# Task brief:
In the forum thread below about putting a clothes dryer in a cupboard, what material is the flexible spiral duct for venting the dryer made of?

Start of Text segment

# Forum Home Renovation Laundry  clothes dryer in cupboard?

## reybec

is it ok to enclose a clothes dryer into a cupboard or would it not get enough ventilation?

----------


## rowie

> is it ok to enclose a clothes dryer into a cupboard or would it not get enough ventilation?

  u will need to vent the hot air outside/thru the wall via the exsaust vent which should be on the back of the dryer :Wink:

----------


## Ianab

Yup, best is to run the exhaust vent from the back to the outside to get rid of the moist air (better than having it making your house damp)
You could hide your dryer in a cupboard I suppose, but I'd suggest you leave the doors open when you run it. They need to move a lot of air while running. 
Cheers 
Ian

----------


## bitingmidge

Just to add to what's already been said: 
In Brisbane, assuming you dry outside most of the time, you will get away with it if you leave the doors open, but as pointed out above, there will be a bit of warm humidity around the laundry (a bit like November really).  I wouldn't even contemplate it in a colder climate. 
Don't just duct the thing to the roof space, I've seen that done a lot, and it just leaves a soggy mess up there.  You can buy flexi spiral duct made of lightweight plastic for the purpose, so if you don't have a wall nearby, run it up across the ceiling and down through the soffit. 
I use a plastic snap vent for this purpose, because even with lint filters in the machine, you'll be surprised at how much navel lint ends up on the vent mesh. 
Cheers, 
P

----------


## elphingirl

The more expensive type of dryer are condensor dryers, that collect their own water in a drawer for emptying. They produce a lot less humidity in the cupboard or room though. I'd also worry about the build up of heat too - personally I'd never run either an ordinary (which I have) or a condensor dryer in an closed cupboard. 
Cheers, Justine

----------


## reybec

thanks everyone 
might be just easier to leave it where it is

----------


## Rod Dyson

When we built our house, we built a cupboard in the laundry and put a duct in from our heating system to make a drying cupboard. 
It works great, when the heater goes on the clothes hanging in the cupbord get dry. 
Cheers Rod Dyson

----------


## echnidna

I've seen it done with a louvre door on front of the cupboard

----------


## holmsy2000

our's in in a cupboard in our holiday house on the victorian coast, works like a charm! just leave the door open when useing it. also most dryers i've seen can have the air just spit out a vent on the front, thats how ours works. the room the cupboars in is about 5m x 10m and doesnt have moisture problems but sometimes we open a wiondow just to be sure.
Brett

----------


## Wombat2

We are renovating a laundry at the moment and making a 'kitchenette' out of it as well. I thought of putting the dryer under the bench with the vent out through the wall at the back. I mentioned this to a kitchen/bathroom design person at Bretts and she jumped down my throat saying I can't do that it is illegal !!! - saying it's a fire hazard.  I'll check with my son over the weekend - he's a firey. :confused:   
David L

----------


## namtrak

We have this sort of washer/dryer combo which is pretty exxie, but can definitely go straight into a cupboard - half the reason we bought it.

----------

End of Text segment
Start of Extracted entries

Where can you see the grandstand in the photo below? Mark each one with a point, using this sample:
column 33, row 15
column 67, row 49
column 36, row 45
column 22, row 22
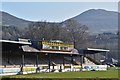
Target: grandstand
column 44, row 56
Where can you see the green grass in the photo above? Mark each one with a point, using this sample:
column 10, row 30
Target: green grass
column 84, row 74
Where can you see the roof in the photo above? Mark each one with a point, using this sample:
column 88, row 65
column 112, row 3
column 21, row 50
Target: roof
column 16, row 42
column 92, row 51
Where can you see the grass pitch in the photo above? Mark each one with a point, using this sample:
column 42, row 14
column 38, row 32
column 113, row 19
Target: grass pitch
column 81, row 74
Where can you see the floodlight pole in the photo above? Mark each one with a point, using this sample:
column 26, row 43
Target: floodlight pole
column 49, row 62
column 36, row 62
column 71, row 60
column 36, row 59
column 21, row 69
column 81, row 62
column 63, row 61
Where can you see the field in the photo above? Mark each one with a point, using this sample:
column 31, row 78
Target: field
column 112, row 73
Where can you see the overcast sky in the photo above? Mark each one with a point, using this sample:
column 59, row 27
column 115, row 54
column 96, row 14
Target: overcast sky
column 53, row 11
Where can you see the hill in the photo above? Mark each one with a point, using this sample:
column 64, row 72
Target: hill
column 10, row 20
column 99, row 20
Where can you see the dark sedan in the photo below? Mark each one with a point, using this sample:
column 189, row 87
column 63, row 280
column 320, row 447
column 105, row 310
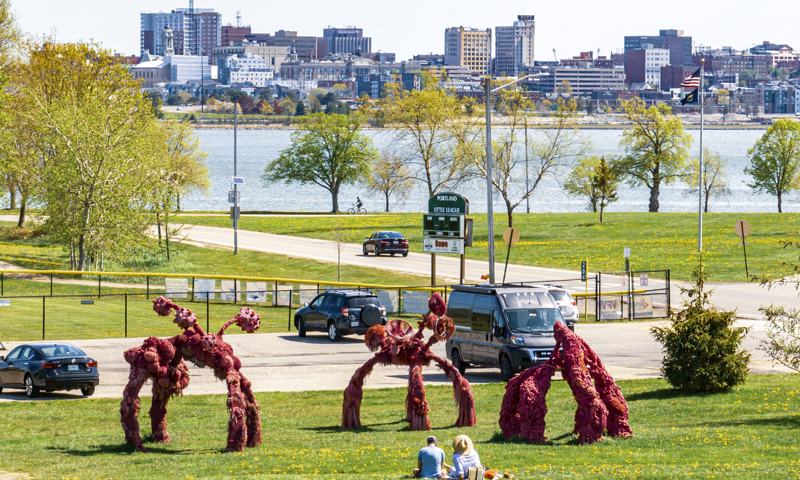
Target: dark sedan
column 386, row 242
column 48, row 367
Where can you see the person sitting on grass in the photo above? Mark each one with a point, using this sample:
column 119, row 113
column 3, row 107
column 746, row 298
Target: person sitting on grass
column 430, row 460
column 464, row 456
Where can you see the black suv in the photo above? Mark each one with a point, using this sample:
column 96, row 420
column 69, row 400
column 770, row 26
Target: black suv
column 340, row 312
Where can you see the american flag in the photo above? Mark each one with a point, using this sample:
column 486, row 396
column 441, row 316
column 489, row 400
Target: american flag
column 692, row 81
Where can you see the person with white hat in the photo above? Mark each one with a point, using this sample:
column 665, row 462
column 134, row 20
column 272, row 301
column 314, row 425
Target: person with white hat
column 464, row 457
column 430, row 460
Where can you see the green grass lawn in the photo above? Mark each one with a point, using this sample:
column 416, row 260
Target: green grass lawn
column 752, row 432
column 657, row 240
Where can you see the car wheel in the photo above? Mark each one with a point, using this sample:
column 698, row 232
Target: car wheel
column 506, row 370
column 30, row 389
column 458, row 362
column 333, row 332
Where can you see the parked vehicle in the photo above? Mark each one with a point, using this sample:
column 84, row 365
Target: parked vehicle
column 505, row 326
column 48, row 367
column 340, row 312
column 567, row 304
column 386, row 242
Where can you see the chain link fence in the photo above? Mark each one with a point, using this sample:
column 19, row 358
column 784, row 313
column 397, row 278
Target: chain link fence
column 35, row 306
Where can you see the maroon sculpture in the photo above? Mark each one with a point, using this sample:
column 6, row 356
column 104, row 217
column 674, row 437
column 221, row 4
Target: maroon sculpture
column 397, row 344
column 601, row 405
column 162, row 360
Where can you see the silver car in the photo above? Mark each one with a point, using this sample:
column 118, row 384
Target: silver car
column 567, row 305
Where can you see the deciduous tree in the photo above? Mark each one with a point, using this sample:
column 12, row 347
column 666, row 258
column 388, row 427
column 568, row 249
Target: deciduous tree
column 596, row 180
column 715, row 177
column 389, row 177
column 328, row 151
column 424, row 122
column 775, row 160
column 656, row 148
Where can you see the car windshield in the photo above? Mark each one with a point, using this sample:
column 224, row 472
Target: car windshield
column 533, row 320
column 559, row 295
column 61, row 351
column 357, row 302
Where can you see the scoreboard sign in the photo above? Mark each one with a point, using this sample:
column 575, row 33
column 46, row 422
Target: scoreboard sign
column 448, row 203
column 443, row 225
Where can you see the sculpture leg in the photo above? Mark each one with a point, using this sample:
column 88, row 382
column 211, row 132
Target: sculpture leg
column 129, row 408
column 158, row 411
column 416, row 404
column 236, row 406
column 252, row 414
column 351, row 407
column 532, row 406
column 462, row 391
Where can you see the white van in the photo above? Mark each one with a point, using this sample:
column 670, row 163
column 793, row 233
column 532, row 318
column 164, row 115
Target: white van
column 505, row 326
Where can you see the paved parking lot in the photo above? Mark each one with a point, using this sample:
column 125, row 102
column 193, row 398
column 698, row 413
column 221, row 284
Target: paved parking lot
column 285, row 362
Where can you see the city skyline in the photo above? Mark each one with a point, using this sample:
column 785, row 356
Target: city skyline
column 419, row 27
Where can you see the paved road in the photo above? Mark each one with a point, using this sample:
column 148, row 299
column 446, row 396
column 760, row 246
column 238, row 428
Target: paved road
column 285, row 362
column 747, row 298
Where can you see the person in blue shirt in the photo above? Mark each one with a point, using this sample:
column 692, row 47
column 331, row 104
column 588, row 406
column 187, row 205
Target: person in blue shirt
column 430, row 461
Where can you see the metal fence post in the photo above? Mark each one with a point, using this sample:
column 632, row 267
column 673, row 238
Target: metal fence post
column 669, row 295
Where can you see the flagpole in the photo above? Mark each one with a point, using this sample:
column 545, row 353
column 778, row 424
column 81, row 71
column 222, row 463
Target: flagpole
column 700, row 171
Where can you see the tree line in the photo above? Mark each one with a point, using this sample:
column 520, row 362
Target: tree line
column 83, row 144
column 439, row 144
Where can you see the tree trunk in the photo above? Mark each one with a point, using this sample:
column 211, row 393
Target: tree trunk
column 12, row 197
column 654, row 195
column 21, row 222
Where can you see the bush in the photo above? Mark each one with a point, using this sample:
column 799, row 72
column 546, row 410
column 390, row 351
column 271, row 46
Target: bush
column 702, row 349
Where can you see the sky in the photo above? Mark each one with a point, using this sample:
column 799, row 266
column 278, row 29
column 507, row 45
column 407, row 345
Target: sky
column 410, row 27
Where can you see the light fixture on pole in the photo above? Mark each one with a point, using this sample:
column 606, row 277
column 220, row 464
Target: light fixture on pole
column 488, row 91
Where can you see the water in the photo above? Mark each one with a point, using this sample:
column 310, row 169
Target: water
column 256, row 148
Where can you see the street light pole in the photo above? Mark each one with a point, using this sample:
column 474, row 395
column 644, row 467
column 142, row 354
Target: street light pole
column 488, row 91
column 489, row 205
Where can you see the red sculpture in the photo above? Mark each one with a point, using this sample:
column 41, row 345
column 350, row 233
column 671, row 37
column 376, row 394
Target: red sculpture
column 601, row 405
column 162, row 360
column 399, row 345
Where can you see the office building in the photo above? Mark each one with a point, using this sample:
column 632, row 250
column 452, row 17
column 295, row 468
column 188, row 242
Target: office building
column 680, row 47
column 469, row 47
column 346, row 40
column 514, row 46
column 194, row 33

End of Extracted entries

# Reply:
Lightweight plastic.